About this task: Leave out the pictures and copy the remaining records exactly.

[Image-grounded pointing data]
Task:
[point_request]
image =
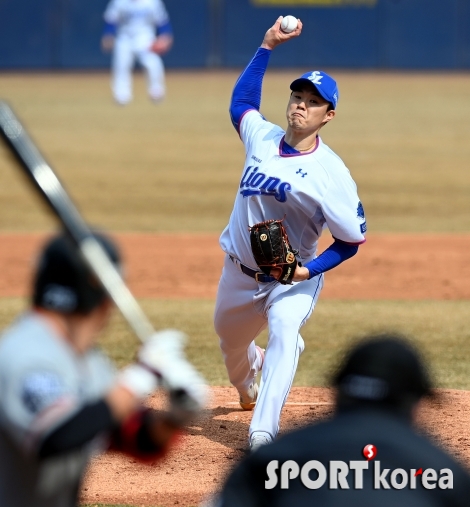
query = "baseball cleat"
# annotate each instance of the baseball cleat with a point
(258, 439)
(248, 399)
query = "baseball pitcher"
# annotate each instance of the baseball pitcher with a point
(292, 187)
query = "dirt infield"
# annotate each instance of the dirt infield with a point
(389, 266)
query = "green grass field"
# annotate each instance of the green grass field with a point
(175, 167)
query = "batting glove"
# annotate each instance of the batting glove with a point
(161, 362)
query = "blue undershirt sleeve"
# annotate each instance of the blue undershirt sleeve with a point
(109, 29)
(334, 255)
(247, 91)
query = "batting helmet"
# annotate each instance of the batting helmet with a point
(63, 282)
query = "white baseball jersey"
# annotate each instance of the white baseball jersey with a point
(137, 19)
(312, 190)
(41, 377)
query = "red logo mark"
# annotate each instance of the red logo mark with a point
(369, 451)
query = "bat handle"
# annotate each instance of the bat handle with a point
(97, 259)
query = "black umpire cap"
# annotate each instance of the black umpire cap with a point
(382, 369)
(63, 282)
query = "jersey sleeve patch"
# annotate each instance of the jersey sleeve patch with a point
(360, 210)
(41, 389)
(361, 215)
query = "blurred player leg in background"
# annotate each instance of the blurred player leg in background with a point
(153, 64)
(122, 64)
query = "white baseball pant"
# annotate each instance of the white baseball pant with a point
(243, 309)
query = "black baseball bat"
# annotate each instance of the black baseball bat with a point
(51, 189)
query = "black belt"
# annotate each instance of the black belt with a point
(259, 276)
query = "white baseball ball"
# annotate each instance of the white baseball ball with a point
(288, 24)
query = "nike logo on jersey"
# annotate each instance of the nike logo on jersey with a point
(257, 183)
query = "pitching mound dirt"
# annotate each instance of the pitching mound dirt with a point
(388, 267)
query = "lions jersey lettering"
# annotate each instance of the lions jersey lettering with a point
(257, 183)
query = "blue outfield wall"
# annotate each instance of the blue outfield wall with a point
(362, 34)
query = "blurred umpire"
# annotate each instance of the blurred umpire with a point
(378, 388)
(60, 399)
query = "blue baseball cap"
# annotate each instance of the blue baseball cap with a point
(324, 83)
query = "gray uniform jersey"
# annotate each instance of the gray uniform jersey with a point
(42, 382)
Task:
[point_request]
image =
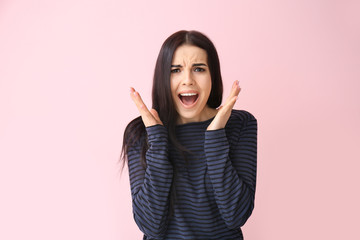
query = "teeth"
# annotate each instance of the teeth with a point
(188, 94)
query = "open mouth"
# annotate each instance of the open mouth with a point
(188, 99)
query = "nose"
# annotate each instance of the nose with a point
(188, 78)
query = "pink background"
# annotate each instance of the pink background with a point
(65, 72)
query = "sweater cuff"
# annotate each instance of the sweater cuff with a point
(215, 134)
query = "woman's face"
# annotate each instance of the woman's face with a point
(191, 84)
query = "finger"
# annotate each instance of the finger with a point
(146, 115)
(235, 90)
(229, 105)
(155, 114)
(135, 96)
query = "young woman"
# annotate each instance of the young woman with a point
(192, 163)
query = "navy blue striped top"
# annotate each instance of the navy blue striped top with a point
(214, 186)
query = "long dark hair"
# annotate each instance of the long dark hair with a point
(161, 92)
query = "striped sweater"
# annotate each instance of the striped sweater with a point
(214, 186)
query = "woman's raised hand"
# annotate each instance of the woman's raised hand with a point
(149, 117)
(224, 111)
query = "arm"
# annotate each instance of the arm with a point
(232, 171)
(150, 187)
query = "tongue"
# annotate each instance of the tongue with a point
(188, 100)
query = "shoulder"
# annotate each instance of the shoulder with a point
(240, 122)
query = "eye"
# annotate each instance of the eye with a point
(199, 69)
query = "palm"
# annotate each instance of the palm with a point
(224, 111)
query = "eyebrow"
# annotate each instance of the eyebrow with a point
(194, 65)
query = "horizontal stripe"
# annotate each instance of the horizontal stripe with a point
(214, 186)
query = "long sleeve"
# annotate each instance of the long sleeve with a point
(150, 187)
(232, 163)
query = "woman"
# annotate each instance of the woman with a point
(192, 164)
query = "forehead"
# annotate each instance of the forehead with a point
(189, 54)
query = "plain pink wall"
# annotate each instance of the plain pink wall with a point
(65, 72)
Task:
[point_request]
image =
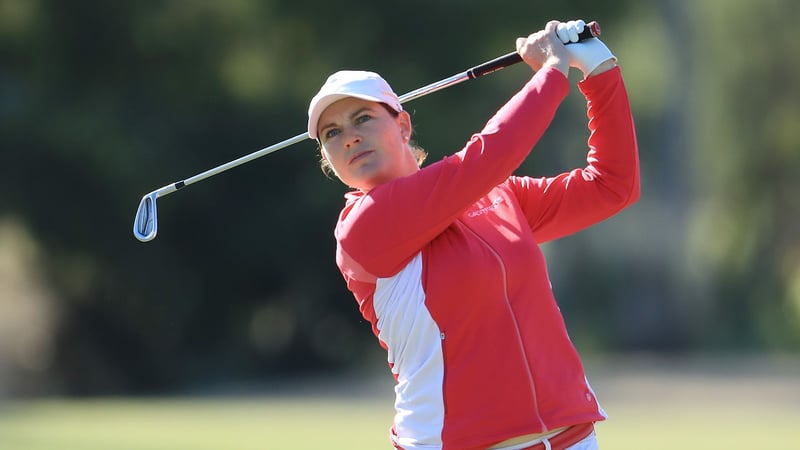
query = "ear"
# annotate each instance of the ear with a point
(404, 121)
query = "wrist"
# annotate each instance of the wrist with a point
(562, 65)
(603, 67)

Solution for this exercise:
Task:
[point_request]
image =
query = "baseball cleat"
# annotate each instance of the baseball cleat with a point
(258, 439)
(248, 399)
query = "baseball pitcher"
# annotate each instance of the baseball pitcher with a point
(292, 187)
query = "dirt infield"
# annotate each instance of the dirt infield with a point
(389, 266)
query = "green grass field"
# annotate each instance of the green grass field with a point
(175, 167)
query = "batting glove"
# annotate each instance of the batting glove with a point
(161, 362)
query = "blue undershirt sleeve"
# annotate each instance of the blue undershirt sleeve with a point
(109, 29)
(334, 255)
(247, 91)
query = "batting helmet"
# annotate each instance of the batting helmet with a point
(63, 282)
query = "white baseball jersey"
# annotate each instance of the white baseball jersey with a point
(137, 19)
(312, 190)
(41, 377)
query = "red logo mark"
# annotate each instance of the red logo mark with a point
(369, 451)
query = "bat handle"
# annotate each instance of the bat handle with a point
(97, 259)
query = "black umpire cap"
# annotate each instance of the black umpire cap with a point
(382, 369)
(63, 282)
query = "jersey sleeve patch"
# annotate each instance of the jersey sleeve patch with a point
(360, 210)
(41, 389)
(361, 215)
query = "blurred player leg in background"
# annotate each instance of the blurred player leg in background with a point
(153, 64)
(122, 64)
query = "white baseball pant"
# annotate each instance of the white baseball pant with a point
(243, 309)
query = "black baseball bat"
# annotate each instance of the black baseball bat with a point
(51, 189)
query = "black belt"
# annotate each instance of the black belt with a point
(259, 276)
query = "white baseball ball"
# annotate each instance of the white baseball ball with a point
(288, 24)
query = "nike logo on jersey"
# annotate each instance of the nike logo on jersey with a point
(257, 183)
query = "pitching mound dirt"
# annotate each instance of the pitching mound dirt with a point
(388, 267)
query = "lions jersey lettering"
# annotate each instance of the lions jersey lettering with a point
(257, 183)
query = "blue outfield wall"
# annotate each instance of the blue outfield wall with a point
(362, 34)
query = "blurred umpire"
# annotate each instance of the blurred umpire with a point
(378, 388)
(60, 399)
query = "blue baseball cap"
# annotate each instance of the blue baseball cap with a point
(324, 83)
query = "gray uniform jersey"
# annotate each instance of the gray uniform jersey with a point
(42, 382)
Task:
[point_request]
image =
query = "teeth"
# annotate each instance of the teeth with a point
(188, 94)
query = "open mouth"
# annotate each instance of the open mouth with a point
(188, 99)
query = "nose"
# annotate each instance of the nose with a point
(188, 78)
query = "pink background"
# annotate each instance of the pink background with a point
(65, 72)
query = "sweater cuff"
# annotate each instance of the sweater cuff with a point
(215, 134)
query = "woman's face"
# annotate each instance of the woman's face with a point
(191, 84)
query = "finger"
# annotate each instance of the finger with a point
(146, 115)
(235, 90)
(229, 105)
(155, 114)
(135, 96)
query = "young woman"
# annotate each instance of the young woman with a point
(192, 163)
query = "navy blue striped top"
# annotate each instance of the navy blue striped top with a point
(214, 186)
query = "long dark hair"
# annotate each instance of the long dark hair with a point
(161, 92)
query = "striped sweater"
# annotate each instance of the striped sweater with a point
(214, 186)
query = "woman's raised hand"
# annotate each instance of the woman's raised hand with a point
(149, 117)
(224, 111)
query = "arm"
# annotate each instance of the arm with a point
(232, 171)
(150, 187)
query = "tongue"
# annotate each instance of the tongue with a point
(188, 100)
query = "shoulder"
# annotate each instance of the shoulder with a point
(240, 122)
query = "eye"
# annotate each instance of the eye with a point
(199, 69)
query = "palm"
# annotate each instance of the palm with a point
(224, 111)
query = "eyebrow"
# annotate each instance of the eyebrow with a point
(194, 65)
query = "horizontal stripe"
# annotate each instance of the horizontal stripe with a point
(214, 186)
query = "long sleeve"
# annotate each instance of the long sleeve with a point
(150, 187)
(232, 163)
query = "woman"
# annotate each instance of the woman with a point
(192, 164)
query = "forehead"
# annotate each instance of the forehead with a point
(189, 54)
query = "plain pink wall"
# annotate each instance of the plain pink wall with a point
(65, 72)
Task:
[point_request]
image =
query = "ear"
# annotate each instance of the ear with a point
(404, 121)
query = "wrist"
# annotate each instance of the wrist with a point
(562, 65)
(603, 67)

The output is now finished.